▶ GIVEN PASSAGE
Medicarte Uses RFID and Biometrics to Reduce Counterfeiting

By Mark Roberti

Passive HF tags identify expensive drugs dispensed to customers, ensuring that the empty packaging can not be reused by sellers of bogus pharmaceuticals.

Colombian pharmacy chain Medicarte has introduced a radio frequency identification solution designed to track the packaging of expensive cancer-treatment and hormone-replacement drugs, in order to ensure that discarded packaging is not reused by companies attempting to sell counterfeit pharmaceuticals.

"Since the medicines we provide are very expensive for our health-care system, and there is a big black market for these drugs, we wanted to contribute to controlling this black market," says Angela Maria Durango, Medicarte's regional coordinator. "We wanted to obtain the traceability data to know who we were giving the medicines to, and that this same person returned us that same empty medicine package, using RFID and biometric technologies."


At a Medicarte pharmacy's tagging station, a passive HF RFID inlay is attached to the packaging of certain expensive drugs.



The system was developed for Medicarte by IDlink, an RFID solutions provider based in Medellín, Colombia. When a Medicarte pharmacy receives a batch of pharmaceuticals from a drug company, a Tagsys RFID high-frequency (HF) passive transponder, based on the ISO 15693 air-interface protocol standard, is affixed to each item's packaging.

A Tagsys LP-101 RFID reader with an Aero LC antenna under the tagging station interrogates each tag's pre-encoded serial number. A Medicarte employee then enters the type of drug into software also developed by IDlink, along with the expiration date for that batch of medicines.

When a patient visits the pharmacy for the first time, his or her identity is recorded in Medicarte's patient database. A pharmacy employee captures that individual's biometric data, using a fingerprint scanner linked to a desktop computer. The pharmacist then uses an HID Global Omnikey 5321 USB RFID interrogator to read the RFID inlay attached to the packaging of the prescribed medication, and the tag's serial number is linked to that specific patient in the IDlink software application.

Patients are asked to return the packaging when they come back for a drug refill. This is not required by law, the company notes, but insurance companies want to reduce counterfeiting because bogus drugs drive up health-care costs (since counterfeit medicines may not speed up the recovery of patients who consume them, and many actually cause additional harm), so they encourage customers to return the empty packages.

To refill the prescription, the patient places a finger on the scanner, and that person's biometric data is compared with the scan already on file. The package's RFID tag is then interrogated using the Omnikey reader. Software confirms the patient's identify, and determines whether the package tag's serial number matches that of the packaging originally issued to the patient.

▶ INFORMATION PROVIDED
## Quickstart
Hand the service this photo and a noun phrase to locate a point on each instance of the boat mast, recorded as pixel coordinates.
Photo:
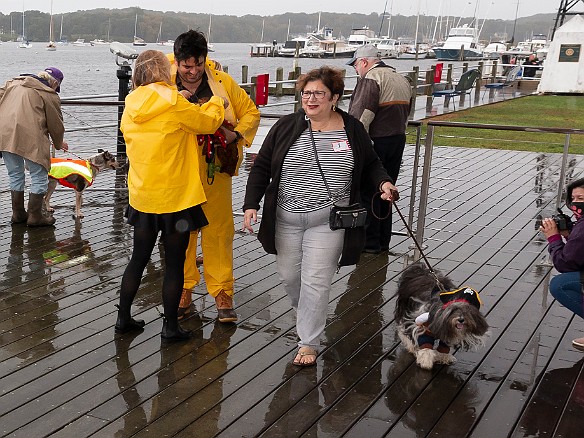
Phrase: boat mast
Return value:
(417, 25)
(382, 18)
(389, 19)
(23, 36)
(51, 38)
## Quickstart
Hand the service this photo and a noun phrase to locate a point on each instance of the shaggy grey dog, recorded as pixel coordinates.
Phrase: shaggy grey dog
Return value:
(427, 312)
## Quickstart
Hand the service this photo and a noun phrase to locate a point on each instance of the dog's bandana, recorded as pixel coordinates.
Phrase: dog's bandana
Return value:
(61, 168)
(465, 293)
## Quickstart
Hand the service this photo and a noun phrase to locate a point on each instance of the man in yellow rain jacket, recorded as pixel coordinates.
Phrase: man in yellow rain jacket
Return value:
(198, 80)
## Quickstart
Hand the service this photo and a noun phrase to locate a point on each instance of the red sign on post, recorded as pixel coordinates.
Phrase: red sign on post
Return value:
(438, 73)
(262, 89)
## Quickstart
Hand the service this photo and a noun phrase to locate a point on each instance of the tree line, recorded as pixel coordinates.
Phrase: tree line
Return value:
(119, 25)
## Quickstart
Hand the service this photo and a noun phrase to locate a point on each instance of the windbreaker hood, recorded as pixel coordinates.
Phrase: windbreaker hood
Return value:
(149, 101)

▶ ACTION ITEM A
Reproduce the section of the article on Medicarte that opens with the words containing "A Tagsys LP-101" and closes with "batch of medicines.", changing "expiration date" to "manufacturing date".
▶ ACTION ITEM B
Continue the article on Medicarte's RFID and biometric system after its final sentence.

▶ FINAL ANSWER A
A Tagsys LP-101 RFID reader with an Aero LC antenna under the tagging station interrogates each tag's pre-encoded serial number. A Medicarte employee then enters the type of drug into software also developed by IDlink, along with the manufacturing date for that batch of medicines.

▶ FINAL ANSWER B
"We are closing the loop and ensuring that the empty package can not be refilled with a counterfeit product that is then sold on the street," says Juan Carlos Ramirez, IDlink's director of business development. "Right now, Medicarte is only tagging cancer medicine, some growth hormones and a few other expensive pharmaceuticals. The drugs are tagged in the pharmacy, and the empty packaging is returned to the pharmaceutical company."

According to Ramirez, the system has helped Medicarte to uncover several instances in which a patient package different than the one originally provided to that person. "We're starting to pinpoint those problems, thanks to RFID," he states.

The solution helps Medicarte to track how many doses were tagged, and to monitor how many are actually dispensed to patients. What's more, it also helps the company to manage expiration dates, which are entered into the back-end system and linked to the respective tags' serial numbers. When a pharmacy employee is about to dispense drugs soon to expire, an alert pops up on the worker's PC when that medication's tag is read.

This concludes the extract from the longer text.